* _What to produce_
Lines below that include "trail" are the answer; copy each one.

* _Recorded data_
====================

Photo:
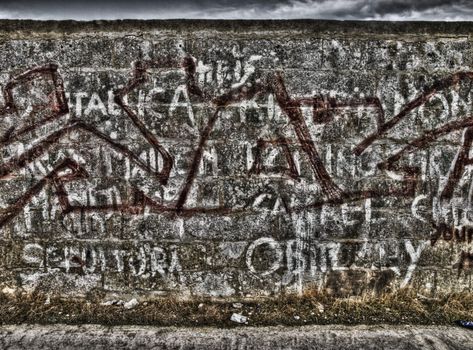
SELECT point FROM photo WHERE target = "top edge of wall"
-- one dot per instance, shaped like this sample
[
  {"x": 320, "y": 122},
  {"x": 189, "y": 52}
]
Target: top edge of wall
[{"x": 238, "y": 26}]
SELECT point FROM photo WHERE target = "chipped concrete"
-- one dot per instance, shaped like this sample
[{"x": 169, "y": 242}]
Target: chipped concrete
[{"x": 235, "y": 159}]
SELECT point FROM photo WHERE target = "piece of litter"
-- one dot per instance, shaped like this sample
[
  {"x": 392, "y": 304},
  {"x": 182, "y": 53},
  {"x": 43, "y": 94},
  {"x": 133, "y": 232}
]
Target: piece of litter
[
  {"x": 131, "y": 304},
  {"x": 238, "y": 318}
]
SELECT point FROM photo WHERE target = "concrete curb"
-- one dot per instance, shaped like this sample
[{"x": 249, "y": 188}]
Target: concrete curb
[{"x": 309, "y": 337}]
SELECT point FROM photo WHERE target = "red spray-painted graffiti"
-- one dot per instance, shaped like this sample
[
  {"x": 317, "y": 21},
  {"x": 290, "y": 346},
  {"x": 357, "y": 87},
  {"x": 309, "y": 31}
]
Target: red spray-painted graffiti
[{"x": 324, "y": 110}]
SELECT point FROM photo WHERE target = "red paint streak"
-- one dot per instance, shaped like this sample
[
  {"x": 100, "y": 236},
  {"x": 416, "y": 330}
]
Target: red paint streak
[{"x": 324, "y": 111}]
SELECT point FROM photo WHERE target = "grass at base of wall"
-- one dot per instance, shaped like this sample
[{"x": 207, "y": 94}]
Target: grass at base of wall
[{"x": 401, "y": 307}]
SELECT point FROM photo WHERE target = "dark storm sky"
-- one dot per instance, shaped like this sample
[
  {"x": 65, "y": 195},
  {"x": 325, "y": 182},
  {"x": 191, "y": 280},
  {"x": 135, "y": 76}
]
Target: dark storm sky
[{"x": 436, "y": 10}]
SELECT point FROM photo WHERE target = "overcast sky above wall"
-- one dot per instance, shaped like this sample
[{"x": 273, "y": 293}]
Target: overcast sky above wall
[{"x": 424, "y": 10}]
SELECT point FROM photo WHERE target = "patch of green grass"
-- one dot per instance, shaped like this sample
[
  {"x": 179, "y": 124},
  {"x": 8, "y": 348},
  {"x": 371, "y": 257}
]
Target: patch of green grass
[{"x": 312, "y": 307}]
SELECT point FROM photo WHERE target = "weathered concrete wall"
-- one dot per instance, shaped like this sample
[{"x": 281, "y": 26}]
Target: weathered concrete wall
[{"x": 235, "y": 159}]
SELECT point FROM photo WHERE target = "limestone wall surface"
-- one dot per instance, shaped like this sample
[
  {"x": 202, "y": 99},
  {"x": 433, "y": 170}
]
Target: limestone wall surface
[{"x": 235, "y": 159}]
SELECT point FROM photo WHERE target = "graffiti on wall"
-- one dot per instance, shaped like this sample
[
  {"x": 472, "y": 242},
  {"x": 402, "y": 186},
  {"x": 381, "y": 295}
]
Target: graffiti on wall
[{"x": 45, "y": 135}]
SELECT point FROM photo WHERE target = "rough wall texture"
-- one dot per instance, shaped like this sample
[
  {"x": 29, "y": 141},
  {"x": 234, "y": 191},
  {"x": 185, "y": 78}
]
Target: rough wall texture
[{"x": 235, "y": 158}]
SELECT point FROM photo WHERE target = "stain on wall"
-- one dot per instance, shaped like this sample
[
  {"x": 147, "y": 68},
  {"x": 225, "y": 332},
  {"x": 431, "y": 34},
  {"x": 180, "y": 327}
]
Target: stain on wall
[{"x": 235, "y": 163}]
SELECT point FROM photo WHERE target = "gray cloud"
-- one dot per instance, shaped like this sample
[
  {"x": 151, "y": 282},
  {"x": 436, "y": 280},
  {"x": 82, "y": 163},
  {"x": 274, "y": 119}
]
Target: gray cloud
[{"x": 240, "y": 9}]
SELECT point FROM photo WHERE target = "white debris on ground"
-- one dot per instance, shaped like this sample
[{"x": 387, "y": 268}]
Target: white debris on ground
[
  {"x": 238, "y": 318},
  {"x": 131, "y": 304}
]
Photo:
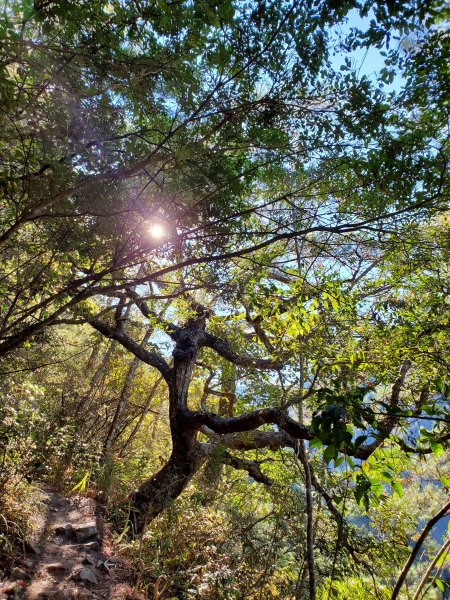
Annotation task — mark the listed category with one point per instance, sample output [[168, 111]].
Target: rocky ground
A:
[[70, 557]]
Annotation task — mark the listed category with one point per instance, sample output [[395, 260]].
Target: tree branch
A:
[[224, 349], [150, 358]]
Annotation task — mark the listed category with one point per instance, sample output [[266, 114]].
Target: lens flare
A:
[[157, 231]]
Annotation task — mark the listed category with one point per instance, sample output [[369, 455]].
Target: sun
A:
[[157, 231]]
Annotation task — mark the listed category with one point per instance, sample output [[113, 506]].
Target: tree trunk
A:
[[187, 456]]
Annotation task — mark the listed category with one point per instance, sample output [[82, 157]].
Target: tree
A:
[[210, 154]]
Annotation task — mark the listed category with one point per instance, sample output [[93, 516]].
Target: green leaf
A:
[[398, 488], [329, 453], [436, 448]]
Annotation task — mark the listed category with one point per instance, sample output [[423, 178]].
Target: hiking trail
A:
[[70, 557]]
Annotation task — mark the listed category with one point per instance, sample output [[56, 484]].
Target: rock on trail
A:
[[73, 559]]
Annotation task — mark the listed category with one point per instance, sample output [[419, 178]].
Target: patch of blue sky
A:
[[365, 61]]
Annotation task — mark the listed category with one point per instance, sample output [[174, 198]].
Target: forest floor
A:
[[70, 557]]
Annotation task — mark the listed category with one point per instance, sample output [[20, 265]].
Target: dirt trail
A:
[[72, 558]]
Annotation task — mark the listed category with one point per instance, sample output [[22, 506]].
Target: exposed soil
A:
[[71, 557]]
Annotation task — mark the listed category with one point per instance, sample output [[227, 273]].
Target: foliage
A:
[[224, 258]]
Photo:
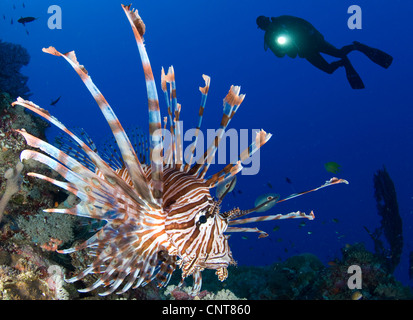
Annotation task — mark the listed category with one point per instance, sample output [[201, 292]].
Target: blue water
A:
[[314, 117]]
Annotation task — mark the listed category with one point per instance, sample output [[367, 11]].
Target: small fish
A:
[[332, 167], [264, 198], [25, 20], [55, 101]]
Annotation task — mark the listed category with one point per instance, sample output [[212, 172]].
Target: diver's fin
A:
[[352, 75], [377, 56]]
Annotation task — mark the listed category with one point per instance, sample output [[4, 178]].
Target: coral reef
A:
[[14, 180], [12, 58], [377, 282], [391, 222], [305, 277], [25, 274], [173, 292]]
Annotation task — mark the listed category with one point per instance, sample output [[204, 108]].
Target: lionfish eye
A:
[[202, 219]]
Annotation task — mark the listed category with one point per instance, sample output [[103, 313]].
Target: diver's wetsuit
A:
[[302, 39]]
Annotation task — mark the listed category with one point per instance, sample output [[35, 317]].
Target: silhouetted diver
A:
[[292, 36]]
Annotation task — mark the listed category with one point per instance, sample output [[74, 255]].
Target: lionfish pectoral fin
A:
[[129, 156], [262, 234], [291, 215], [197, 283], [328, 183]]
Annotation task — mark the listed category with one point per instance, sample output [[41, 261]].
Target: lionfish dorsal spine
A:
[[155, 132], [204, 94], [130, 159]]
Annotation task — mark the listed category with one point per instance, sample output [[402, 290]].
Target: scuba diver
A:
[[292, 36]]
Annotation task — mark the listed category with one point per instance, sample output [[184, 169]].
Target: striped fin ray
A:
[[291, 215], [229, 170], [155, 135], [105, 169], [234, 214], [140, 263], [68, 146], [204, 91], [233, 168], [232, 101], [129, 157], [169, 153], [262, 234]]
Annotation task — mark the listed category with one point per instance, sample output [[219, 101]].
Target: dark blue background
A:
[[314, 117]]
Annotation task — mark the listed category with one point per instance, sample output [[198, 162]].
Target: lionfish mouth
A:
[[153, 211]]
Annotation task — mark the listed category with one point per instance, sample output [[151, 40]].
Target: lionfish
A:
[[159, 215]]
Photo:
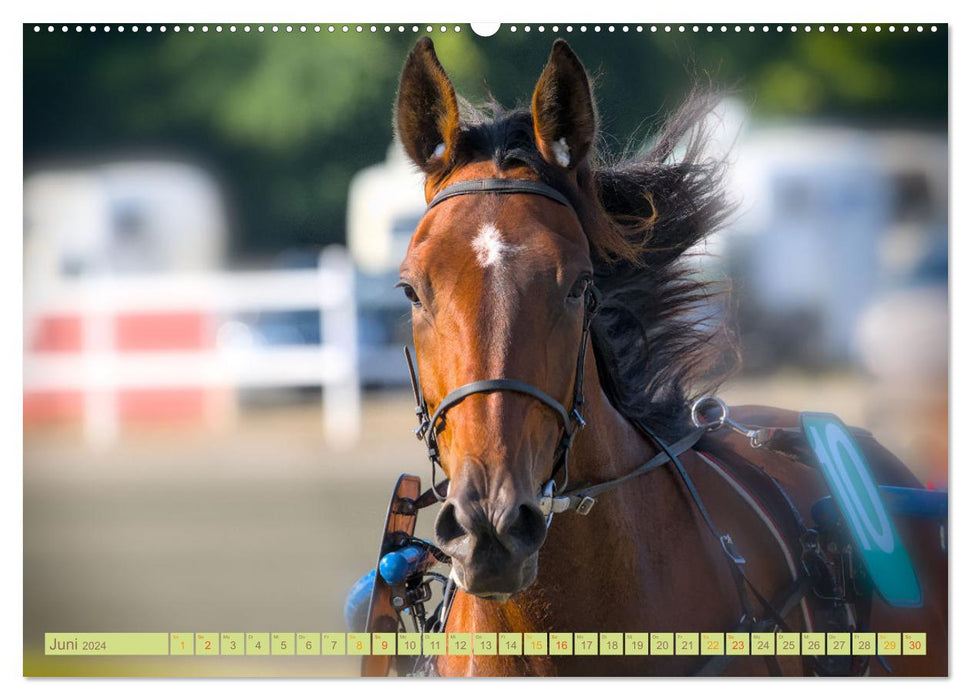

====================

* _Output_
Target: hiking trail
Target: rock on trail
Target: dirt trail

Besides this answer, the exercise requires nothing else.